__Énoncé 1__.
Répondez à ces questions à partir de l'extrait sur le développement de l'Afrique :
(a) Entre 1960 et 2012, à quel pourcentage du PIB par habitant américain est passé celui de l'Afrique sub-saharienne ?
(b) Combien y avait-il de pauvres en Afrique sub-saharienne en 1981, puis en 2012 ?
(c) Quel nouveau paradigme le think-tank L'Afrique des Idées propose-t-il ?
__Énoncé 2__.
Recopiez fidèlement le passage de l'extrait sur le développement de l'Afrique qui commence par « Toutes ces questions » et se poursuit jusqu'à « 2% en 2012. ».
__Énoncé 3__.
Rédigez la suite de l'extrait sur le développement de l'Afrique, à partir de l'endroit où il s'arrête.

__Extrait du texte__.
•••••

Toutes ces questions sont posées dans un contexte particulier caractérisé par un niveau de vie moyen africain qui décroche par rapport au reste du monde et une augmentation du nombre de pauvres. Comme le montre le graphique ci-dessous, l’Afrique sub-saharienne est la seule région du monde ayant connu une baisse de son PIB par habitant relativement à celui des Etats-Unis. Alors que les autres régions en développement tendent globalement à rattraper le niveau de vie des pays développés, l’Afrique sub-saharienne décroche avec un PIB par habitant qui chute de 4% du PIB par habitant américain en 1960 à 2% en 2012.
Aussi, en dépit d’une légère baisse de la proportion de pauvres au cours des dix dernières années, le nombre de pauvres, quant à lui, a doublé en 30 ans, passant de 205 à 413 millions de pauvres entre 1981 et 2012. Contrairement aux autres régions en développement, l’Afrique sub-saharienne est là encore la seule région au monde ayant connu une augmentation du nombre de pauvres. En ce qui concerne les inégalités, les dernières estimations fournies par la Banque Africaine de Développement place le continent en deuxième position des pays les plus inégalitaires dans le monde après l’Amérique latine.[1] Il ne s’agit là que des inégalités de revenus. Nous en savons encore très peu des inégalités de patrimoines qui sont généralement plus fortes que les inégalités de revenus.[2]
Tous ces éléments placent l’Afrique face à un grand défi : celui d’assurer le bien-être de chaque composante de sa population dans un monde globalisé. Loin de l’afro-pessimisme des années 90 et loin aussi de l’afro-optimisme actuel, le think-tank L’Afrique des Idées (ADI) propose l’afro-responsabilité comme nouveau paradigme. Celui ci consiste à entamer une démarche de réflexion pour comprendre les défis auxquels font face l’Afrique afin d’œuvrer à ce qu’elle puisse les relever.
Contrairement aux décennies précédentes, il existe aujourd’hui des leviers pour satisfaire cette demande d’idées
Certes, il existe déjà des groupes de réflexions qui travaillent sur certaines des questions évoquées plus haut. Cependant, ces groupes restent à l’échelle nationale alors que la plupart des défis qui se posent aux pays africains dépassent les frontières nationales. Par exemple, les questions de développement économiques ne peuvent plus se poser à l’échelle nationale dans la zone CFA dont les pays partagent une monnaie commune depuis plus de 50 ans. L’approche nationale occulte très souvent la perspective régionale dans l’analyse des problématiques identifiées à l’échelle nationale. Typiquement, la gestion de l’environnement ne peut être appréhendée dans un pays, ou même une région, sans prendre en compte ce qu’il se passe dans les autres régions du monde. En outre, la plupart des initiatives nationales courent le risque de se transformer très vite en un mouvement de lutte pour le pouvoir politique, perdant ainsi de vue l’objectif initial qui est de rester une force de propositions de nouvelles idées indépendamment du processus politique en cours. Il s’agit donc d’un engagement strictement intellectuel qui vise une compréhension rationnelle des enjeux de tous ordres qui se posent à chaque pays africain.

•••••

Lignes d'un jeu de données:
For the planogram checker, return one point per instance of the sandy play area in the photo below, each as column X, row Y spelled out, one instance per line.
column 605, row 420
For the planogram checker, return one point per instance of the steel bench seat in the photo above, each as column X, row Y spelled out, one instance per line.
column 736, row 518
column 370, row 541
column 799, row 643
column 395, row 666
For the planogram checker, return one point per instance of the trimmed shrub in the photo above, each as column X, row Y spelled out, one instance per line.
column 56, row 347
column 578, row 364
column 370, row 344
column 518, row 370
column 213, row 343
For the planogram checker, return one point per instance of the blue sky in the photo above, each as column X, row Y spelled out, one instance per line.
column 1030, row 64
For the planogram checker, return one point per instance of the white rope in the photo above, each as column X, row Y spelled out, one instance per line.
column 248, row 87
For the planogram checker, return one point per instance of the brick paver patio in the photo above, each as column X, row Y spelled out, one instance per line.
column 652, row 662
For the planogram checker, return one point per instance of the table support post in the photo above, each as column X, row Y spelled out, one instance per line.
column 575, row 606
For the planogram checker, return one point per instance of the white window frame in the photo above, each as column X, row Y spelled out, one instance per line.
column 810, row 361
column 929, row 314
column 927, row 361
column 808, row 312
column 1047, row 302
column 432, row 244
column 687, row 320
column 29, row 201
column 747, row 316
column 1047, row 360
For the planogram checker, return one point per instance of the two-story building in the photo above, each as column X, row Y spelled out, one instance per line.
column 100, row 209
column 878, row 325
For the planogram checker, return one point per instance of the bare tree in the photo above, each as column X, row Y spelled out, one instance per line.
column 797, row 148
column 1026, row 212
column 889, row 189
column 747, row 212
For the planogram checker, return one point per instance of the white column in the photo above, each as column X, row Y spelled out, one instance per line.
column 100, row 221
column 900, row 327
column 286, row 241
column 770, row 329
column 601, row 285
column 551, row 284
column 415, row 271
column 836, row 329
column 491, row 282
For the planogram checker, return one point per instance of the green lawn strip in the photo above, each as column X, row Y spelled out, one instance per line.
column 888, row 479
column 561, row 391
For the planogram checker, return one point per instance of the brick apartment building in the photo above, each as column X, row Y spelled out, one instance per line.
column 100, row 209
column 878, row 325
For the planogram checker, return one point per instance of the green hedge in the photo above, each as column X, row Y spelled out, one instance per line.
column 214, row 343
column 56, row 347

•••••

__Réponse 1__.
(a) Il est passé de 4 % à 2 %.
(b) Il y en avait 205 millions en 1981 et 413 millions en 2012.
(c) Il propose l'afro-responsabilité.

__Réponse 2__.
Toutes ces questions sont posées dans un contexte particulier caractérisé par un niveau de vie moyen africain qui décroche par rapport au reste du monde et une augmentation du nombre de pauvres. Comme le montre le graphique ci-dessous, l’Afrique sub-saharienne est la seule région du monde ayant connu une baisse de son PIB par habitant relativement à celui des Etats-Unis. Alors que les autres régions en développement tendent globalement à rattraper le niveau de vie des pays développés, l’Afrique sub-saharienne décroche avec un PIB par habitant qui chute de 4% du PIB par habitant américain en 1960 à 2% en 2012.

__Réponse 3__.
Par ailleurs, le contexte actuel se prête bien à la déclinaison opérationnelle de l’afro-responsabilité. Il est caractérisé par un nombre plus important de jeunes africains qui vont étudier dans les meilleures universités. Selon les statistiques de l’UNESCO, le nombre d’étudiants africains en mobilité a augmenté de 40% en dix ans passant de 205 à 288 mille entre 2003 et 2012.[3] Cette accumulation de la connaissance a besoin d’être employée au service de la compréhension des défis de l’Afrique plutôt que de conduire principalement à accentuer la concurrence politique avec les conséquences que l’on observe actuellement dans certains pays africains. Cette dynamique de l’accumulation de la connaissance par les jeunes africains vient s’ajouter au stock de connaissances accumulé par les aînés et complétée par un nombre croissant de personnes originaires des pays développés qui s’intéressent à l’Afrique notamment lors de stage d’études.
C’est fort de ces circonstances que L’Afrique des Idées ambitionne d’opérationnaliser l’afro-responsabilité en s’appropriant le discours sur le développement de l’Afrique. Cette opérationnalisation s’est traduite par la réalisation d’études sur des sujets tels que la croissance inclusive, les choix de carrières des africains de la diaspora en Afrique et l’économie verte. En particulier, l’étude sur la croissance inclusive qui a déjà été présentée à l’Université des Nations Unies à Helsinki, vient d’être retenue pour être présentée lors de la conférence annuelle de la Banque Mondiale sur l’Afrique à Paris. De même, nos publications sur l’économie verte en Afrique ont fait l’objet d’une synthèse distribuée aux participants du Forum International sur le Green Business organisé par la Chambre de Commerce de Pointe-Noire. Parallèlement, L’ADI dispose d’une équipe de rédacteurs qui publient quotidiennement des articles d’analyse et des chroniques dans des domaines aussi variés que l’économie, la politique, la culture, le développement durable et l’histoire.
Georges Vivien Houngbonon, article initialement publié dans la Gazette du Golfe du Bénin (23 – 27 juin 2014)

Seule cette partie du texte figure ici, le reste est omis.